──────── RECORDS FOR THE TASK

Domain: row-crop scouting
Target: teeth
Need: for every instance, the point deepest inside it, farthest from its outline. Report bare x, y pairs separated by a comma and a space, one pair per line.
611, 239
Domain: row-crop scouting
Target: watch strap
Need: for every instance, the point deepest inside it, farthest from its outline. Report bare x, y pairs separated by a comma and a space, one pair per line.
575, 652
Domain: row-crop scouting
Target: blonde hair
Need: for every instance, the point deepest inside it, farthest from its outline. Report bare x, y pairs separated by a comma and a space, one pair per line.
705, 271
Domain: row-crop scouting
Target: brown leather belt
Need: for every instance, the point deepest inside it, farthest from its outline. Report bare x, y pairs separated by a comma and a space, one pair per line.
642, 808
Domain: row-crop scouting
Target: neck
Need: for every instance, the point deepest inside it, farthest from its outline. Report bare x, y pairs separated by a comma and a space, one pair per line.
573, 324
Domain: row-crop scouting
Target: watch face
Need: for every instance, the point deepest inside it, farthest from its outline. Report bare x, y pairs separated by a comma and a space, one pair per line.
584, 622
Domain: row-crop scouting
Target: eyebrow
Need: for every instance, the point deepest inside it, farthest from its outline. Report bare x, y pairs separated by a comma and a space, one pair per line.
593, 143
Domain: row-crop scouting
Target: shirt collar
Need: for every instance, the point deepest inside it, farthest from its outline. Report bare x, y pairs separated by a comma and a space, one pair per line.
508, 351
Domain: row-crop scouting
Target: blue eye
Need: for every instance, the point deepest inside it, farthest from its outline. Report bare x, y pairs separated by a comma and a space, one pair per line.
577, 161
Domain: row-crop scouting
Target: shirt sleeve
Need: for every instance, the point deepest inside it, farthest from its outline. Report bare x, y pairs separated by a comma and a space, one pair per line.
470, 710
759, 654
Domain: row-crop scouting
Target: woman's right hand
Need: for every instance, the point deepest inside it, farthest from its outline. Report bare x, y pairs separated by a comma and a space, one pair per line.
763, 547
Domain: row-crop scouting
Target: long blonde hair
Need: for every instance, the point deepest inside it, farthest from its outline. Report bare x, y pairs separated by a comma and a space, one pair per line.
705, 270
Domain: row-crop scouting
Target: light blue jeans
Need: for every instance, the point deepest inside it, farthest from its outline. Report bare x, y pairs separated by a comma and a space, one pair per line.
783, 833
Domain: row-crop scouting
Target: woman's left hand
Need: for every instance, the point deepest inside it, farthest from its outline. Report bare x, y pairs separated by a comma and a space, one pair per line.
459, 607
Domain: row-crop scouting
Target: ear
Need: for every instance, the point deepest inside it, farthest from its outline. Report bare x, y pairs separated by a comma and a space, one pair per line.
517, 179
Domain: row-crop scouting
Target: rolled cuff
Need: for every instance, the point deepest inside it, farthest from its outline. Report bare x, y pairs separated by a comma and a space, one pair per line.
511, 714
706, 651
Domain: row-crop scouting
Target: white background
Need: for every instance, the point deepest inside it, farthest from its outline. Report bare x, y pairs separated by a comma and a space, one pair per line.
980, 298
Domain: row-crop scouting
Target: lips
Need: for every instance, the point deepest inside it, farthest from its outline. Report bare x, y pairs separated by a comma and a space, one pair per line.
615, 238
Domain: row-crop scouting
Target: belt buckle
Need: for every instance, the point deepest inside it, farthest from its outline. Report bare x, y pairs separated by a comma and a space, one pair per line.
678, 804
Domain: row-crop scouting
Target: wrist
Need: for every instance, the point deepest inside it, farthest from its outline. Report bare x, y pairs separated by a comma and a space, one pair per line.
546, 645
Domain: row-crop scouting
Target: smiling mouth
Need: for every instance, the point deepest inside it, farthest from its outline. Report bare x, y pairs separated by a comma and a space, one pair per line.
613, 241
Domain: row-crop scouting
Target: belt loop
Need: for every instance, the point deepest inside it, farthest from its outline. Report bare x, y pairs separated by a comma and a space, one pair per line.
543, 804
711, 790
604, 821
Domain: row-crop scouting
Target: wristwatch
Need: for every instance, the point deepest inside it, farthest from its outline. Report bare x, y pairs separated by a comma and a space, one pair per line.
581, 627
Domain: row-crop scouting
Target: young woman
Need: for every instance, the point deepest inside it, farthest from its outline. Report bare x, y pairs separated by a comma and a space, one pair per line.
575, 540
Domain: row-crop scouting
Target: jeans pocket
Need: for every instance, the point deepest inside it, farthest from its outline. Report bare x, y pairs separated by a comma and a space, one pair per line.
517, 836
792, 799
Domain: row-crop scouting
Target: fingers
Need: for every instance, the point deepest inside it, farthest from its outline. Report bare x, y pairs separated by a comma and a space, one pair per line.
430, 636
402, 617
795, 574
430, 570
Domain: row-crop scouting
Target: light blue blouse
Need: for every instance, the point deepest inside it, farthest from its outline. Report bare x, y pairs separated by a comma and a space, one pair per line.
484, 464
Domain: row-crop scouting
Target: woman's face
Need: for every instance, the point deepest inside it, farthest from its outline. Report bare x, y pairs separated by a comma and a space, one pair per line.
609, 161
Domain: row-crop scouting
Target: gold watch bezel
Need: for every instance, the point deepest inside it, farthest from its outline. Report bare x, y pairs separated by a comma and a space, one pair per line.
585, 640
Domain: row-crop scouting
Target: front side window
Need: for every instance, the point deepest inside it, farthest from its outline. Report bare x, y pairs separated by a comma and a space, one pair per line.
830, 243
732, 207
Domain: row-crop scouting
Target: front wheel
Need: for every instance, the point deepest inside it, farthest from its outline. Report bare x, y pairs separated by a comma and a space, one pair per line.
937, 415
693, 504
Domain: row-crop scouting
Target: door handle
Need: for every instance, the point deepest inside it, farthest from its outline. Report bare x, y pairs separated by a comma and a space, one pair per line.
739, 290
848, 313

────────────────

### AIM OF THE TASK
Every record here must be output exactly, word for word.

### EXERCISE SOLUTION
Domain: row-crop scouting
Target: teeth
Need: for every instance, the point deepest inside it, farthest from its outline. Report bare x, y pairs separated by a comma and a space, one pair per line.
611, 239
Domain: row-crop scouting
Target: watch strap
Need: for every instance, the point deepest inside it, farthest from its outline. Report bare x, y pairs separated by a comma and a space, one pair per line.
575, 652
Domain: row-crop scouting
Target: blonde hair
Need: for every instance, the point deepest inside it, farthest from its outline. Report bare x, y pairs separated by a comma and a space, one pair per line.
705, 271
Domain: row-crop scouting
Target: brown leather belt
Need: for every instance, the point deepest inside it, farthest from its outline. Report bare x, y pairs separated by a comma and a space, one pair per line.
642, 808
Domain: row-crop scouting
Target: neck
Need: for every instance, the point deepest inside it, farthest from its outline. Report bare x, y pairs separated by a comma and a space, one pair per line.
573, 324
Domain: row-crop scouting
Target: watch face
Need: for every instance, the point deepest inside it, farthest from its outline. Report bare x, y pairs separated by a comma and a space, one pair per line.
584, 622
Domain: row-crop scouting
Target: eyebrow
Need: for every instance, the point deepest inside it, farthest from its outline. Report bare x, y pairs separated by a comma and a space, one pair per line.
593, 143
Domain: row-crop scouting
Target: shirt collar
Need: for every instance, the point deepest inside it, farthest from its outline. Report bare x, y pairs separated by a comma and a space, one pair per line.
508, 351
Domain: row-crop scouting
Target: blue eye
Need: for every instance, the point deepest inside it, farthest from its outline. Report bare x, y pairs separated by a comma and a space, one pair per line.
577, 161
Domain: row-crop scouting
Target: shirt sleeve
Need: for every instance, the point deepest inside it, farthest from its outline. Report bare x, y pairs separated by a comma and a space, one pair per line.
470, 710
759, 654
Domain: row-crop scouting
Target: woman's right hand
Need: for every instance, the point deepest inside it, farthest from its outline. Report bare x, y pairs separated by a comma and a space, one pair per line.
763, 547
Domain: row-crop scouting
Target: long blonde hair
Need: for every instance, the point deepest inside it, farthest from its outline. Report bare x, y pairs separated by a comma and a space, one pair per line.
705, 270
Domain: row-crop scouting
Target: light blue jeans
Need: for every instance, the point deepest inside it, farthest from its outline. Report bare x, y pairs separated by a comma and a space, one pair per line.
783, 833
Domain: row-crop scouting
Target: woman's left hand
Need: for every instance, the point deepest inside it, farthest from its outline. Report bare x, y pairs separated by a comma and a space, one pair per line.
459, 607
Domain: row-crop scouting
Target: ear
Need: for every instance, the point deepest inside it, farthest from its outline. Report bare x, y pairs separated by a comma and a space, one pair per line.
517, 179
Domain: row-crop scouting
Target: rolled cuff
Need: for every instance, the point deepest inside it, farthest from its outline. Report bare x, y pairs separated by a comma and a space, one pair per line.
511, 714
706, 651
Domain: row-crop scouting
Target: white background
Need: for every instance, the point deepest inside it, farthest from its outline. Report bare x, y pairs separated by a comma and a space, one pair per line.
980, 298
Domain: row-crop scouting
Target: lips
Need: for every instance, the point deepest inside it, farthest from its outline. Report bare x, y pairs separated by a comma and a space, one pair per line.
615, 238
Domain: row-crop scouting
Target: belt buckle
Need: for every instance, the point deepest inside it, farthest from its outline. Report bare x, y pairs separated by a comma and a space, one pair per line.
678, 804
Domain: row-crop scouting
Target: wrist
Need: for every instance, the point deepest inside it, farthest from its outline. Report bare x, y pairs separated by a comma and a space, one pair per line.
546, 645
Domain: row-crop scouting
Target: smiling mouth
Need: for every instance, the point deepest inside it, farthest from its outline. Report bare x, y pairs separated by a comma and a space, one pair per line.
613, 241
Domain: row-crop scouting
Target: belt loop
Need: for every instance, the point deepest inside it, farthest from its outline. Report bare x, y pairs separated by a comma and a space, one pair per line.
543, 804
711, 790
604, 821
Domain: row-crop scouting
Target: wristwatch
Need: for every instance, the point deepest inside it, farthest from its outline. Report bare x, y pairs separated by a comma and a space, one pair per line.
581, 627
Domain: row-crop scouting
Target: young woman
Need: for every instance, the point deepest inside it, farthest from its outline. Report bare x, y pairs separated by a comma and a space, one pair per line.
575, 540
Domain: row-crop scouting
Target: jeans pocket
Need: for every instance, the point deepest inside it, farthest from its outline. Report bare x, y pairs separated by a comma and a space, one pair per line.
517, 836
792, 799
Domain: row-crop scouting
Target: fingers
Need: for every instance, the point deepest inside it, farthest from its outline. Report bare x, y pairs separated by a comma and a space, one pair per line.
430, 636
402, 617
795, 574
430, 570
Domain: row-crop scouting
Target: light blue blouse
Need: for every instance, the point deepest inside it, farthest from its outline. Report bare x, y pairs separated by a comma and a space, one pair per line.
484, 464
Domain: row-crop scouting
Target: woman's face
Need: for every instance, the point deepest inside it, farthest from its outline. Report bare x, y pairs separated by a comma and a space, one pair per line.
609, 161
Domain: row-crop scouting
Target: gold watch bezel
Need: for every instance, the point deepest inside it, farthest from its outline. Report bare x, y pairs separated by a comma and a space, one pair per line.
585, 640
Domain: row-crop scouting
Target: front side window
Need: for every instance, the point deepest inside it, farthest from its outline. Report bare x, y pairs separated by a comma and a space, one pair per line.
830, 243
732, 207
Domain: row-crop scouting
Target: front wheel
Need: for every instance, the point deepest inside it, farthest from its outline. Report bare x, y pairs separated by a comma and a space, one pair per line.
937, 415
693, 504
Domain: row-crop scouting
Target: door handle
Need: for every instance, the point deepest inside it, farthest from its outline. Report bare x, y pairs separated by a comma and a space, one pair per line.
739, 290
848, 313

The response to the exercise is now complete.